Tâche A » Les affirmations suivantes concordent-elles avec l'entretien sur le musée ? (i) Les expositions temporaires dureront un peu plus de trois mois. (ii) Le musée est resté fermé pendant cinq ans. (iii) La ville compte un réseau de 14 musées. Répondez par oui ou non à chacune, en citant les mots décisifs du texte.
Tâche B » Selon l'entretien sur le musée, par quels moyens les équipes de médiation ont-elles continué à travailler avec les publics pendant la fermeture ? Citez-les tous.
Tâche C » Donnez la suite de l'entretien sur le musée, en reprenant après sa dernière phrase.

Extrait choisi »

++++++++++

Quels angles souhaitez-vous donner aux expositions temporaires du musée ?

On laissera aux expositions le temps de vivre un peu plus de 3 mois, pour que les gens puissent venir et revenir. L’idée est aussi d’avoir une alternance entre expositions collectives et monographiques. Les expositions collectives vont parler du monde dans lequel on vit avec des thématiques liées au caractère méditerranéen de Marseille et toujours avec un angle sociocritique, sociopolitique. Pour les monographies, l’idée est de mettre en lumière des trajectoires d’artistes déjà un peu confirmés nous montrant une création en train de se faire mais qui a déjà une maturité notamment avec des artistes qui ont un lien à un moment donné avec Marseille et la Méditerranée. L’intérêt pour moi est de ne pas travailler ex-nihilo comme si on n’était pas ici, et que le choix des expositions, sans parler de localisme, permette de voir d’où l’on parle.

 

Le musée souffre d’un manque de visibilité, sa situation est très excentrée, quel est votre projet pour mieux ancrer l’institution dans son territoire ?

Pendant ces quatre années de fermeture le musée n’est pas resté silencieux. Les équipes de médiation ont continué à travailler avec les publics dans des dispositifs hors les murs, avec des tournées d’œuvres à l’extérieur, avec des actions dans des quartiers éloignés de l’offre culturelle. Il y a donc un travail de lien qui s’est maintenu grâce aux mairies de secteur, à des collèges, à des écoles. A l’ouverture du musée les publics sont revenus en force. L’événement a bénéficié d’une grosse communication et de la curiosité naturelle suscitée auprès du public, des partenaires éducatifs et du champ social avec qui le lien avait été maintenu. En termes de fréquentation et d’intérêt, le public est vraiment au rendez-vous. Le challenge maintenant est de continuer sur les années qui viennent. L’enjeu est de continuer à travailler avec les publics qui ont été sensibilisés pendant la fermeture. Transformer le « hors les murs » en « venez chez nous » nécessite un travail d’accompagnement, de formation et d’hospitalité. Je me suis rapprochée bien sûr des mairies de secteur, on travaille avec les associations locales et on s’appuie sur le réseau des 14 musées de la ville. On est quand même beaucoup plus fort ensemble. Le weekend dernier par exemple on a accueilli les promotions d’artistes sortis de l’école d’art de Marseille, on a fait un partenariat avec l’Atelier des artistes en exil pendant le festival Vision d’exil. Donc on s‘intègre dans le cadre d’initiatives portées par d’autres acteurs culturels locaux pour entrer dans une dynamique et faire circuler les publics. Ce n’est pas parce qu’on est un musée qu’on va se couper d’un festival ou d’un musée éloigné du nôtre. On ne travaille pas seul, il y a tout un écosystème et mon projet est de travailler avec lui.

++++++++++

Données extraites »
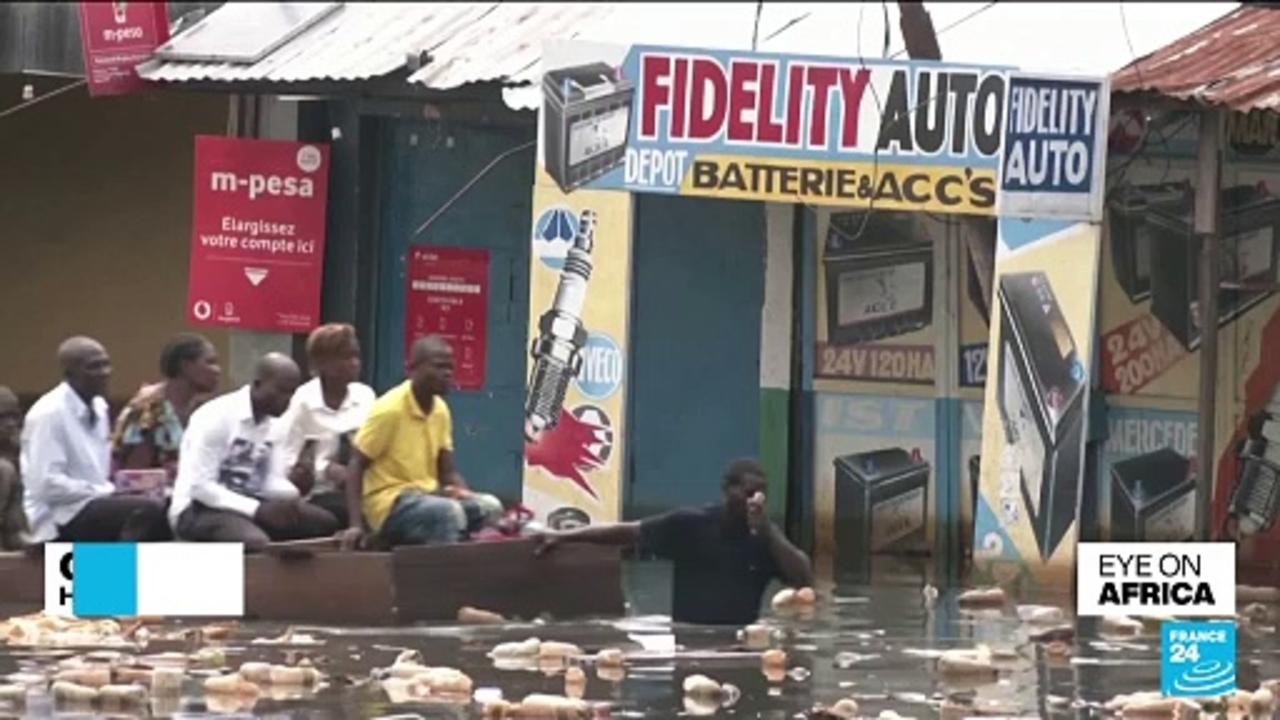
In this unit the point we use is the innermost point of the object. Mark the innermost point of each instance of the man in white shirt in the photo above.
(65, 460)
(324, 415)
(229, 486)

++++++++++

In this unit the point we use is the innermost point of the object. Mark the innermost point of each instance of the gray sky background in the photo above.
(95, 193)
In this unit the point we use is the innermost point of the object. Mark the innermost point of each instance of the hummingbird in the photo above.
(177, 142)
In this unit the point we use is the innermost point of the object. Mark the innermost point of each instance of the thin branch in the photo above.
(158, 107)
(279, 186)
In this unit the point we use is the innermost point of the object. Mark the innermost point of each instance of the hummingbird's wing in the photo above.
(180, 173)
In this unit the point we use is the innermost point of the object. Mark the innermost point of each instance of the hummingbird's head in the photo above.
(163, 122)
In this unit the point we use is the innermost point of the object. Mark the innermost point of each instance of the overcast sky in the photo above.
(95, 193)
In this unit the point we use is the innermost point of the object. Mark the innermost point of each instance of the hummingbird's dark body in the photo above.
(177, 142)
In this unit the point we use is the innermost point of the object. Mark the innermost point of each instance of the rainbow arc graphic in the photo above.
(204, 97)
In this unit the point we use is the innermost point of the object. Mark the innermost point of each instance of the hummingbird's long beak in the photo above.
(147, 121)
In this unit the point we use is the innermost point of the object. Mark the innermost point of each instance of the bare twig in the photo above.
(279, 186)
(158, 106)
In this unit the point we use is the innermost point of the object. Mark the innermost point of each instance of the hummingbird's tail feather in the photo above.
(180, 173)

++++++++++

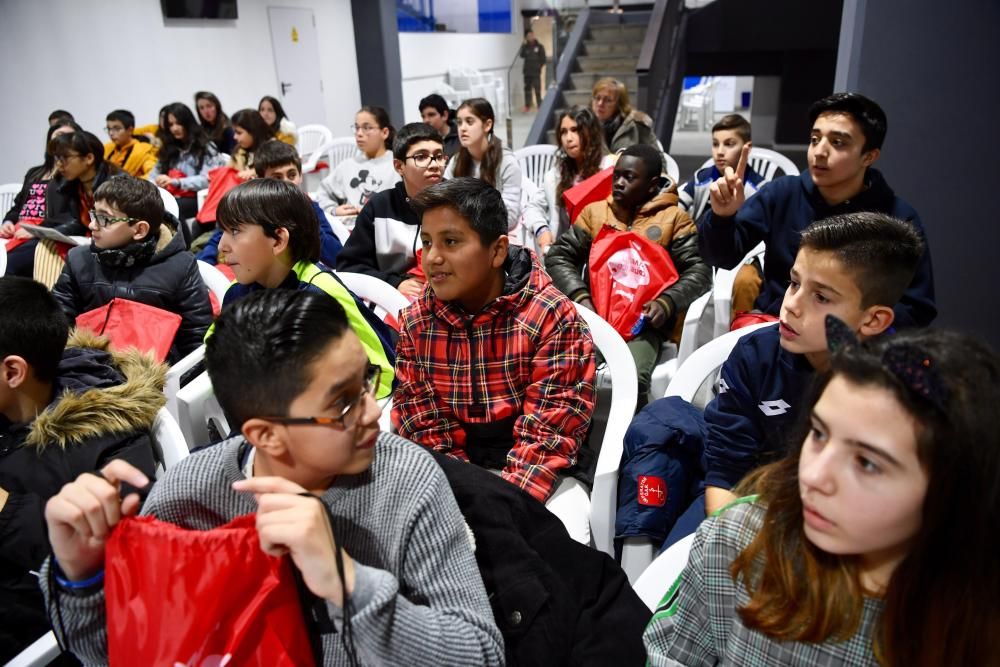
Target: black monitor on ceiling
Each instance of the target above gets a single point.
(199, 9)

++++++++++

Réponse A »
(i) Oui : « On laissera aux expositions le temps de vivre un peu plus de 3 mois »
(ii) Non : « Pendant ces quatre années de fermeture »
(iii) Oui : « on s’appuie sur le réseau des 14 musées de la ville »

Réponse B »
- des dispositifs hors les murs
- des tournées d’œuvres à l’extérieur
- des actions dans des quartiers éloignés de l’offre culturelle

Réponse C »
 

Que va-t-il se passer au Mac dans les mois à venir ?

La prochaine exposition, qui ouvre le 15 décembre, est consacrée à Marc Desgrandchamps et co-produite avec le musée des beaux-arts de Dijon. À Marseille, nous montrerons des œuvres de cet artiste figuratif réalisées en lien avec les territoires méditerranéens, ou avec les traditions antiques méditerranéennes et des sites archéologiques. C’est une expo qui va embarquer les visiteurs dans un univers poétique, mythologique, peut-être psychanalytique. Je la visualise comme l’entrée dans une fresque évanescente comme on trouve parfois dans les églises italiennes.

En avril prochain, l’exposition Des exploits, des chefs d’œuvre sera présentée à la fois au Mac, au Mucem et au Frac à l’occasion de l’olympiade culturelle. Labellisée Paris 2024, elle interroge les rapports de la peinture et du dessin avec le sport.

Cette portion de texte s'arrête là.